Michel Nash:

A Young Man Who "Knew Everything About Life"



By Maxine Lowy for Memoria y Justicia
September 30, 2004

Idealistic teenagers during the brief years of the Unidad Popular government of Salvador Allende lived the excitement of the moment to the maximum. That is how Michel Nash lived it: with seemingly inexhaustible energy. And that is the enduring image his mother Ana Saez and his sister Leila have of Michel 31 years after his execution and disappearance in Pisagua, northern Chile, that would mark their lives forever.

The Nash family lived on Santos Dumont Street in Santiago, a middle class neighborhood known as Recoleta near the foot of San Cristobal Hill. Michel Nash, senior, a Communist Party member, worked from the mechanic workshop he had set up at home. At noon Mr. Nash, a descendant of Syrian immigrants to Chile, would close the shop to share lunch and animated conversation with the family on history, politics, scientific advancements, and current events. The astronaut moon landing captivated them all and launched Michel flying in outer space with his imagination. He learned much from his father as well as life around him, his mother Ana Saez recalls.

(RECORD SET):
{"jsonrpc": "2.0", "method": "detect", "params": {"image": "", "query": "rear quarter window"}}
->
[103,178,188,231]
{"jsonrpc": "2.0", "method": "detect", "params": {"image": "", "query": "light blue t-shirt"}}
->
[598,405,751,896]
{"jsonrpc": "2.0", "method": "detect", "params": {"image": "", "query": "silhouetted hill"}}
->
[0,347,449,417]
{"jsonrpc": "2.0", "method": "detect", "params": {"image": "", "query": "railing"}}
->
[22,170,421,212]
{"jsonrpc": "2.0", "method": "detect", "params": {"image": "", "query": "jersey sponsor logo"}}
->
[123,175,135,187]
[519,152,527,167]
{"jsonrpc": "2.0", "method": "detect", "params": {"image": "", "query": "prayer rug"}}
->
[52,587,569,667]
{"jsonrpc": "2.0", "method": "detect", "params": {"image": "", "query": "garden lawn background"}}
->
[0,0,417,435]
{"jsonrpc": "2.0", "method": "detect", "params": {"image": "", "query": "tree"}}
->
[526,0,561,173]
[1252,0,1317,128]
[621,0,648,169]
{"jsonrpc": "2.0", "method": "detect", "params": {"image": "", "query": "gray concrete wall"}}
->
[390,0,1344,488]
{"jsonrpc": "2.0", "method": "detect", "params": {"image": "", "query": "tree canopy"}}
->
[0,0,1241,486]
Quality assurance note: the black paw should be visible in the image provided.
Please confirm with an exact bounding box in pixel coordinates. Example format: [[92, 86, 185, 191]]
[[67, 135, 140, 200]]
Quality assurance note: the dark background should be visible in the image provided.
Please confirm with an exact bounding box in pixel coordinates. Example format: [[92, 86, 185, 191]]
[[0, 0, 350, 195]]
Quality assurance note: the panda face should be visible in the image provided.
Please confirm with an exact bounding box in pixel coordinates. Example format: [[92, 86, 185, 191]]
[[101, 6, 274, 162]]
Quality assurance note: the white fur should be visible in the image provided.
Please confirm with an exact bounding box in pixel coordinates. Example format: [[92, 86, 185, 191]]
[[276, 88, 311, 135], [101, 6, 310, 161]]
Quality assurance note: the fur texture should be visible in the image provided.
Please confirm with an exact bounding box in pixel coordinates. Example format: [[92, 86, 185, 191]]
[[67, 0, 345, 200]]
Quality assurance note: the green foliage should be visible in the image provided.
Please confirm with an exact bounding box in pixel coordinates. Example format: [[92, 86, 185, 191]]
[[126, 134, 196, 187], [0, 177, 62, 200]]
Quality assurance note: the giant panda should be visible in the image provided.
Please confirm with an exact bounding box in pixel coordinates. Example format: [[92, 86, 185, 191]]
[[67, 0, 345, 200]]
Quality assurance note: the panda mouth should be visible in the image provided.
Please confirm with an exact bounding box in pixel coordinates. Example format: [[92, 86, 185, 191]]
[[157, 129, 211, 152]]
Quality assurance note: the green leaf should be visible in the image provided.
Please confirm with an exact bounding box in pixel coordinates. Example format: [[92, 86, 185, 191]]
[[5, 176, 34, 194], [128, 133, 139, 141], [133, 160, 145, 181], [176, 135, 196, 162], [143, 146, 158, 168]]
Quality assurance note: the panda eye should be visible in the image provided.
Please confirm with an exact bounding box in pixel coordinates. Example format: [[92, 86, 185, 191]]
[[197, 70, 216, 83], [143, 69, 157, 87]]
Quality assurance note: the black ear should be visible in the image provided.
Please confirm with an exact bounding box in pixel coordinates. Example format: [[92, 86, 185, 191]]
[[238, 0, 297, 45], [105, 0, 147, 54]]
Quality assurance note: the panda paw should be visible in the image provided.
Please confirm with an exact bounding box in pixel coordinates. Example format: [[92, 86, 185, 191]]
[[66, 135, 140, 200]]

(WHAT THE TASK ASKS): Could you extract the passage of the Michel Nash profile between "The Nash family" and "Ana Saez recalls.", inclusive? The material above plays no role here.

(REPLY):
The Nash family lived on Santos Dumont Street in Santiago, a middle class neighborhood known as Recoleta near the foot of San Cristobal Hill. Michel Nash, senior, a Communist Party member, worked from the mechanic workshop he had set up at home. At noon Mr. Nash, a descendant of Syrian immigrants to Chile, would close the shop to share lunch and animated conversation with the family on history, politics, scientific advancements, and current events. The astronaut moon landing captivated them all and launched Michel flying in outer space with his imagination. He learned much from his father as well as life around him, his mother Ana Saez recalls.